### [What you have to do]
Search the records for the string "green" and copy every line where it turns up.
****
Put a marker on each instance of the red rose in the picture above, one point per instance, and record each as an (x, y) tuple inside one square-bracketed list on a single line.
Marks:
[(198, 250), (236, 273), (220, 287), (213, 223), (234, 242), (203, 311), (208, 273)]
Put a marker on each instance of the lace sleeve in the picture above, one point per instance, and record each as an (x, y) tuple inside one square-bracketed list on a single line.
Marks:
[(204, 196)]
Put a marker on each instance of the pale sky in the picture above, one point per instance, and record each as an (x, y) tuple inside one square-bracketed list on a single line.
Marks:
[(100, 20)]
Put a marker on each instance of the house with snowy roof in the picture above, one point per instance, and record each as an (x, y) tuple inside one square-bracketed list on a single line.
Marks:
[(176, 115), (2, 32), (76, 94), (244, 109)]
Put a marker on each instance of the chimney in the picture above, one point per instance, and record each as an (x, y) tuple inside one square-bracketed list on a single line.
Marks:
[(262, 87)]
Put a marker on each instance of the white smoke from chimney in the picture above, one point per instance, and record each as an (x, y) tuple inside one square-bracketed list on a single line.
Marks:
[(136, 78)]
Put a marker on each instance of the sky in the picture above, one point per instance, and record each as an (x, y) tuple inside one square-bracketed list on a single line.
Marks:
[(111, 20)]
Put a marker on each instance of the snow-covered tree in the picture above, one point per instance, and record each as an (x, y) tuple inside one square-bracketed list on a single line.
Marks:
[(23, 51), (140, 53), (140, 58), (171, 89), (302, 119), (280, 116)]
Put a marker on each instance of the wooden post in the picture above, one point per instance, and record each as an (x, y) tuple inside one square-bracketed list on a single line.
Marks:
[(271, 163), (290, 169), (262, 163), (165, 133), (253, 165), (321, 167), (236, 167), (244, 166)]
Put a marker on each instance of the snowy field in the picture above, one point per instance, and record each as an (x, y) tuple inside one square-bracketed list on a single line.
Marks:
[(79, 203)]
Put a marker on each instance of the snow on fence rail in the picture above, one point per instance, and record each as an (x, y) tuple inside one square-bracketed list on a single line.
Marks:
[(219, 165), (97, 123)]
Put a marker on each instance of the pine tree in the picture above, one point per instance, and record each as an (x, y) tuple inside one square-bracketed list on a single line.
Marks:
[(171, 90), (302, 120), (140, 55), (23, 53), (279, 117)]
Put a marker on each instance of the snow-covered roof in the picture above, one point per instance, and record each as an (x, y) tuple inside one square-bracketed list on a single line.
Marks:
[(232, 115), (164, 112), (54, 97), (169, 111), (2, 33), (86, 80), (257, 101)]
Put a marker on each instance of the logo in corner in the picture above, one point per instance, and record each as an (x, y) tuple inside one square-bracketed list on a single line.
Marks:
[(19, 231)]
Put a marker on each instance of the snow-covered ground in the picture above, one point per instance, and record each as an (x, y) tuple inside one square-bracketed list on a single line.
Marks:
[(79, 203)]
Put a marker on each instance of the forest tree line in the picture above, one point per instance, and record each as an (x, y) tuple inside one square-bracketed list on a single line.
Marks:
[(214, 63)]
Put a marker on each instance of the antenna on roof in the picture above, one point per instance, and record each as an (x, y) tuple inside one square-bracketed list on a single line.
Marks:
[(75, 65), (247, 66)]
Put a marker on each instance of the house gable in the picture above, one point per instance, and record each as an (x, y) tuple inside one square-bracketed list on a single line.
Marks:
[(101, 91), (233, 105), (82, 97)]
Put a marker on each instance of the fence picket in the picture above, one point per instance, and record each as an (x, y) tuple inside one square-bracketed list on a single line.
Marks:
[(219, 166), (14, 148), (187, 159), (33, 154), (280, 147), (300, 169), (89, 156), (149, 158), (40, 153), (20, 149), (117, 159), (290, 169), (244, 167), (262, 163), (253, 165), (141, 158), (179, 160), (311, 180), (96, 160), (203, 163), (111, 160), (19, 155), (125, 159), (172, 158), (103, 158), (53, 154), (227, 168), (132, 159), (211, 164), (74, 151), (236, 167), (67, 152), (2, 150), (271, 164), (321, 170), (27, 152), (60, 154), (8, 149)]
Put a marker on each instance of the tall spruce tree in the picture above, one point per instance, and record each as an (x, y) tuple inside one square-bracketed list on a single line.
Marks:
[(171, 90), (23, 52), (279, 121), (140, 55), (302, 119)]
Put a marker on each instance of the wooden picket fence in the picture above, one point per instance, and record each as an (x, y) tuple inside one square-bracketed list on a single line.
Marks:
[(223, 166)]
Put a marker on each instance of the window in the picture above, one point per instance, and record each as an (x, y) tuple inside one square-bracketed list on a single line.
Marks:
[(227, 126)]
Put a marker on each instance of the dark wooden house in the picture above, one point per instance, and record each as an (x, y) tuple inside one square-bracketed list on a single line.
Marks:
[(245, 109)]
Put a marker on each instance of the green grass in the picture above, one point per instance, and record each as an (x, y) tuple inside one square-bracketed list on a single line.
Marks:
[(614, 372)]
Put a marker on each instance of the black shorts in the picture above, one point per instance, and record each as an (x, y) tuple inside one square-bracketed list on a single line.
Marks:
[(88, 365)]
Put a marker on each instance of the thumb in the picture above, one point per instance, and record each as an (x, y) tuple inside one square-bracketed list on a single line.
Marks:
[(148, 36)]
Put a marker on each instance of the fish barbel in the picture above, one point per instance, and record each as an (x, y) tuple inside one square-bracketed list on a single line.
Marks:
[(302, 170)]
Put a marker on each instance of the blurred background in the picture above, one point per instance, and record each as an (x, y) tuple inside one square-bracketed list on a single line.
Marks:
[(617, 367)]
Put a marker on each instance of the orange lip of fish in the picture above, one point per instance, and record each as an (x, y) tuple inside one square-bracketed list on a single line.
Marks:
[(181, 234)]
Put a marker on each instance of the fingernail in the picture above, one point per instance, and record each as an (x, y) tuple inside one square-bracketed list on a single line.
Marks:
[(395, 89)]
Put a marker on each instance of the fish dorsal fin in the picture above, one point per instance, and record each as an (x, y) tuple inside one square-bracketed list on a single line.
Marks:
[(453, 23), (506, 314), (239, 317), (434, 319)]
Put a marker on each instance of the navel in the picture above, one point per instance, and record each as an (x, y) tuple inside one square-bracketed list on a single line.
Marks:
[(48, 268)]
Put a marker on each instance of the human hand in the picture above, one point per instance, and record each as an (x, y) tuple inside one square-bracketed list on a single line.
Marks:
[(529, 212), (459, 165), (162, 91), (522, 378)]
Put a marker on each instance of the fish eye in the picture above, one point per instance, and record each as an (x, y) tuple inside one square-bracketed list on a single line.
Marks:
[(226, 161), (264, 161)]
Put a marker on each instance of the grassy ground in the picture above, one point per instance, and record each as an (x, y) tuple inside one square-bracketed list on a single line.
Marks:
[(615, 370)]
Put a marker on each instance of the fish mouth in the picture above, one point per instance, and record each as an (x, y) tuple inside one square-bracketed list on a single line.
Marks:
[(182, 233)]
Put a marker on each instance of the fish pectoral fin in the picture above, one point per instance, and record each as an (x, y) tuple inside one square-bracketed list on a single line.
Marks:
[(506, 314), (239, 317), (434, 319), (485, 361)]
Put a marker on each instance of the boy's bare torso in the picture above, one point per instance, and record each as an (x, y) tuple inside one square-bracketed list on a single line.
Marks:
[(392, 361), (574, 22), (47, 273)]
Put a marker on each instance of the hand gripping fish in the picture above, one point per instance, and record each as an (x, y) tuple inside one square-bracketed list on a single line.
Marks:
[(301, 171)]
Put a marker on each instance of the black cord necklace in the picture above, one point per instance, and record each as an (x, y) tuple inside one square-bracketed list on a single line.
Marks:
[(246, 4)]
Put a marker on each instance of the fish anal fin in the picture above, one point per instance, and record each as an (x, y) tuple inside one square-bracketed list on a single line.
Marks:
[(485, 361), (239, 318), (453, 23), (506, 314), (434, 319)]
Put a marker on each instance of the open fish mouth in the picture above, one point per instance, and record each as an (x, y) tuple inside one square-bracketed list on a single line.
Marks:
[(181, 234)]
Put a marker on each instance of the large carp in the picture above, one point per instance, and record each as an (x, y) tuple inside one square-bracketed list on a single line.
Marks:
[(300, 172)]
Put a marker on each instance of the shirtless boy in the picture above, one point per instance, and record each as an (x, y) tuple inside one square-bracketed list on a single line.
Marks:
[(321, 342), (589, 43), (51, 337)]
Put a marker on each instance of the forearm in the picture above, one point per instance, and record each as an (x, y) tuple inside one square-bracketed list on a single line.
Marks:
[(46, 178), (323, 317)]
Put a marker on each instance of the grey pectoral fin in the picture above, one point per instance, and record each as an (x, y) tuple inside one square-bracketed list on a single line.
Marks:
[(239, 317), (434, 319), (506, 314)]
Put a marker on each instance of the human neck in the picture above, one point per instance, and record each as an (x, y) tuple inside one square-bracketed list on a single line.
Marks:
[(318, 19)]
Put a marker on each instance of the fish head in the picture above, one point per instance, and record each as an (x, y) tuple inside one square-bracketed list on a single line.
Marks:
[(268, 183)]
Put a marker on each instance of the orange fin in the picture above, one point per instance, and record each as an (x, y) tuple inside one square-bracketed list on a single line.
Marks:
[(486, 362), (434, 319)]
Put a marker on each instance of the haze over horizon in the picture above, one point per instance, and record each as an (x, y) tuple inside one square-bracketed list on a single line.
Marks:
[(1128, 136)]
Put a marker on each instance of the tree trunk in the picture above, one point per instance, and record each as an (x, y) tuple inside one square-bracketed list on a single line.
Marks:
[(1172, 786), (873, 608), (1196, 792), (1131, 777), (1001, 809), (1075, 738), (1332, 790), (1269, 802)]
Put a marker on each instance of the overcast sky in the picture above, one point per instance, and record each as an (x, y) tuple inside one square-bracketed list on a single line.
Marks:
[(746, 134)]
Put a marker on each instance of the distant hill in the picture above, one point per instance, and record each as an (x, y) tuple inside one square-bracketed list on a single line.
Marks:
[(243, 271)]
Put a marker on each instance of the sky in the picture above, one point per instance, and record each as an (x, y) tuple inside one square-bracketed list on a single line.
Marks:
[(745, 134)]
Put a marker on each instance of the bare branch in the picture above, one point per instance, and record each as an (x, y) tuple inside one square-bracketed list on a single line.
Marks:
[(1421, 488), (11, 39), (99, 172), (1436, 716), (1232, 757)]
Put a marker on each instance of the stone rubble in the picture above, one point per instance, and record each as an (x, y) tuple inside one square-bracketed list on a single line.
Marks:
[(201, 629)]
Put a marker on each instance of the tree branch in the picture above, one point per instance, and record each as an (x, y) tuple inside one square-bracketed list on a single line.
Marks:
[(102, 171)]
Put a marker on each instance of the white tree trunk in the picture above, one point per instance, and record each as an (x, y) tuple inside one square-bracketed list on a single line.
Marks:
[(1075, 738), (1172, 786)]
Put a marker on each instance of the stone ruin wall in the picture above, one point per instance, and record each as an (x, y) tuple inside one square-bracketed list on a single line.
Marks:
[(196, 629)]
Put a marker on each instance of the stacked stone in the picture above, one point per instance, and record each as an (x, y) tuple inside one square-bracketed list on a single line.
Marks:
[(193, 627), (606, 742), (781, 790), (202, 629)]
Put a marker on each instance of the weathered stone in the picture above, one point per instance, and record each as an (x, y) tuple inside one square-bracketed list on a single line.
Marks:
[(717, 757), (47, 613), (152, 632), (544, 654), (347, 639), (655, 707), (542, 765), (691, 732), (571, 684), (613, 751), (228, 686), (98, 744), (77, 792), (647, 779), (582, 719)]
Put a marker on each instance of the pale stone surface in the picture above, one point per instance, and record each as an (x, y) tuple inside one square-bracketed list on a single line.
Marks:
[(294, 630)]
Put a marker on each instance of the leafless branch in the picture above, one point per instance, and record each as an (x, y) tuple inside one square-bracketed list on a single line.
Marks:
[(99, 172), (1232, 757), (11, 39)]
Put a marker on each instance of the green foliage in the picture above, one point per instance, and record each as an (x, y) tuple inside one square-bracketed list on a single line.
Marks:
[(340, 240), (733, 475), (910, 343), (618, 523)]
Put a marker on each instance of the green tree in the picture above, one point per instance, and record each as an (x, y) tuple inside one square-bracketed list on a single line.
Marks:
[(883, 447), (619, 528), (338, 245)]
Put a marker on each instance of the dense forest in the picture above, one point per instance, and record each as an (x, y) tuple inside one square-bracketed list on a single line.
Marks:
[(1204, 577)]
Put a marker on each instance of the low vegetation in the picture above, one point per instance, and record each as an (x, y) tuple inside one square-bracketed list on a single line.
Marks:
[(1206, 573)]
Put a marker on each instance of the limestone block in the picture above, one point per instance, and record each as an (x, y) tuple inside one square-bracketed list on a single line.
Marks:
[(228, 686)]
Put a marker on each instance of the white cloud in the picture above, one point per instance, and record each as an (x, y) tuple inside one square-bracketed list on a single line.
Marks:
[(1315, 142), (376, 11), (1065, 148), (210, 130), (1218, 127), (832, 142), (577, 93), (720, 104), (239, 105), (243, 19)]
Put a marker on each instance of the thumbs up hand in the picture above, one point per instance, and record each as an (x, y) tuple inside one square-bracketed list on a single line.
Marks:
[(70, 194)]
****
### [Task answer]
Put a marker on each instance of the green grass in the picture above, one point per instance, and record each as an (x, y) tuple inside one square-bracketed list on a single line.
Put a marker on each instance of the green foliage in the picture above, one point per instance, and record each as an (x, y) tuple inside one square-bracketed list on a single line.
Put a marker on each instance of the green tree in the picture above, one point per instance, and record each as an (x, y) tuple inside one square-bracketed list on a single line.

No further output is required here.